[Written instruction] Rescale the data from the line containing "Can you see the blue" through the line containing "x=727, y=319", both included, by reproducing every line in that span, requests included, with each coordinate in the answers multiplied by 1.55 and rounded to a whole number, halves rounded up. Leave the wording of the requests unchanged, and give only these lines.

[Record excerpts]

═══

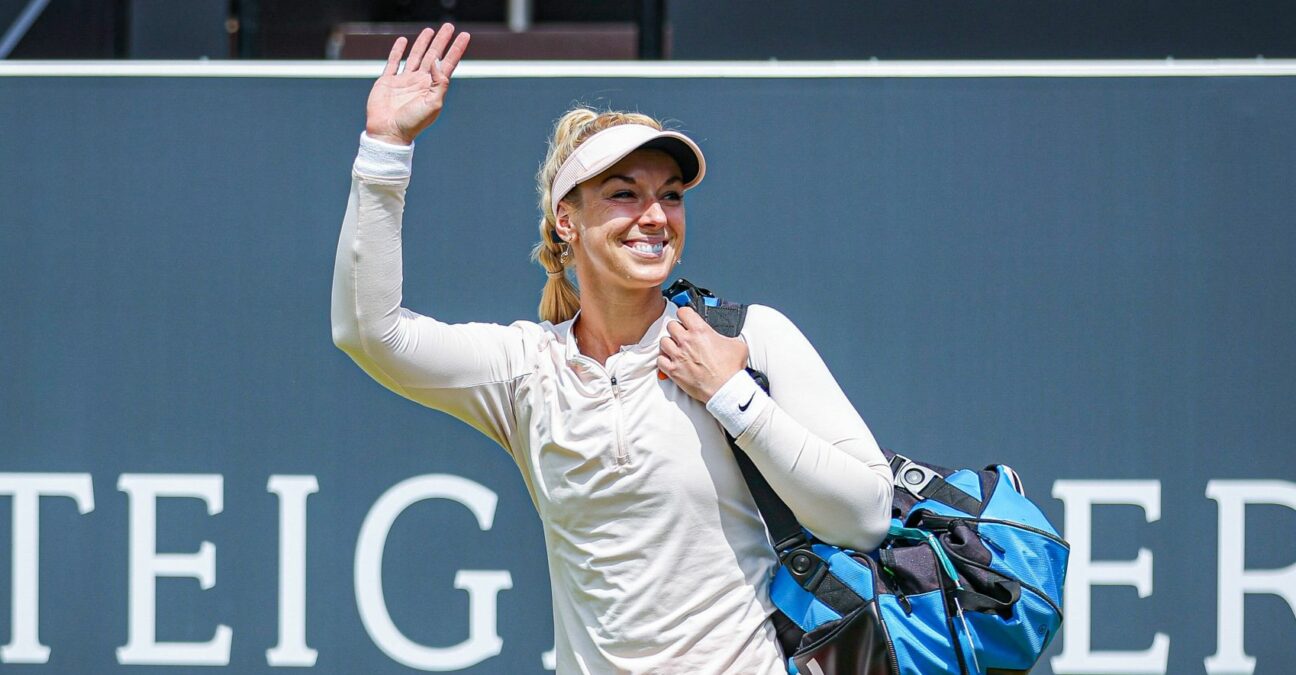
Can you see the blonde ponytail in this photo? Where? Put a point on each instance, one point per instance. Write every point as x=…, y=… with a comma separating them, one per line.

═══

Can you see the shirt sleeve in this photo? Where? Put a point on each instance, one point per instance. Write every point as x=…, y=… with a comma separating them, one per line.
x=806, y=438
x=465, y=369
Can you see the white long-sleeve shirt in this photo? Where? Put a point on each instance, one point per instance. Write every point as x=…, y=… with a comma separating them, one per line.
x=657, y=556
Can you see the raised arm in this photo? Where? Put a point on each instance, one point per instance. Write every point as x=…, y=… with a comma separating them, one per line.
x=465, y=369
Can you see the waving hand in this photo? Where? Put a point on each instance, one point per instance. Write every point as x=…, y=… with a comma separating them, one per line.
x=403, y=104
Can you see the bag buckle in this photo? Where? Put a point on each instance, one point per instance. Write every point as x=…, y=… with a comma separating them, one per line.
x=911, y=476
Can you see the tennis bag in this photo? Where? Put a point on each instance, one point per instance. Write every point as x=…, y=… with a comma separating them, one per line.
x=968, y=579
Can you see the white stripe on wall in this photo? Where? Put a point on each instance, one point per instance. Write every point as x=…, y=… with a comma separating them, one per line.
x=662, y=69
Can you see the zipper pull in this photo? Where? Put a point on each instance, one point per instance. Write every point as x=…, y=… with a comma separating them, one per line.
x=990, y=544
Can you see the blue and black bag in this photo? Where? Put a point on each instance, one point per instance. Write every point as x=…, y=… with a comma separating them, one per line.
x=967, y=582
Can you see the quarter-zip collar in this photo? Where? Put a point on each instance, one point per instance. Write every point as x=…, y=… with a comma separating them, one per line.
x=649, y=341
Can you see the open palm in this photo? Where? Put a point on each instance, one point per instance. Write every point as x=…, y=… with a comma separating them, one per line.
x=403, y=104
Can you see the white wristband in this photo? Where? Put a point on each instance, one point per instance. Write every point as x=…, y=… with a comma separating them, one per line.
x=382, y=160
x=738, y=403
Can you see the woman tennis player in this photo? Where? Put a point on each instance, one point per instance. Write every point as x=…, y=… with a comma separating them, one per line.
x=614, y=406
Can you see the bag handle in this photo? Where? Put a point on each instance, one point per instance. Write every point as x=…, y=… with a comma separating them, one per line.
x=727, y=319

═══

[Response to the task]
Can you see the blue and black bag in this photo? Where? Put a point on each instance, one point per instance. Write every point as x=…, y=… with a comma separating them, one per line.
x=1499, y=902
Can you see the quarter-zip collar in this photo? Where? Put a point on each instance, one point per instance. Write every point as x=…, y=… with a comma separating them, one per line.
x=1006, y=529
Can you see the open palm in this photo? Where? Put a point on each instance, one point per instance. Write every point as x=…, y=… with a comma separating them, one per line.
x=625, y=161
Can you see the white wristband in this photo? Where? Put a point on each instance, one point per instance. Write every point as x=…, y=… with a comma separating them, one per line.
x=592, y=248
x=1144, y=625
Can you see the woman tennis player in this photo? Where? Put a point on each instance, one point per instance. Write every point as x=…, y=… with a comma separating them, one per line.
x=952, y=629
Can you see the bag handle in this photo? Where? Put a point on each instance, one point per instance. Write every point as x=…, y=… with a comma separating them, one per line.
x=1127, y=494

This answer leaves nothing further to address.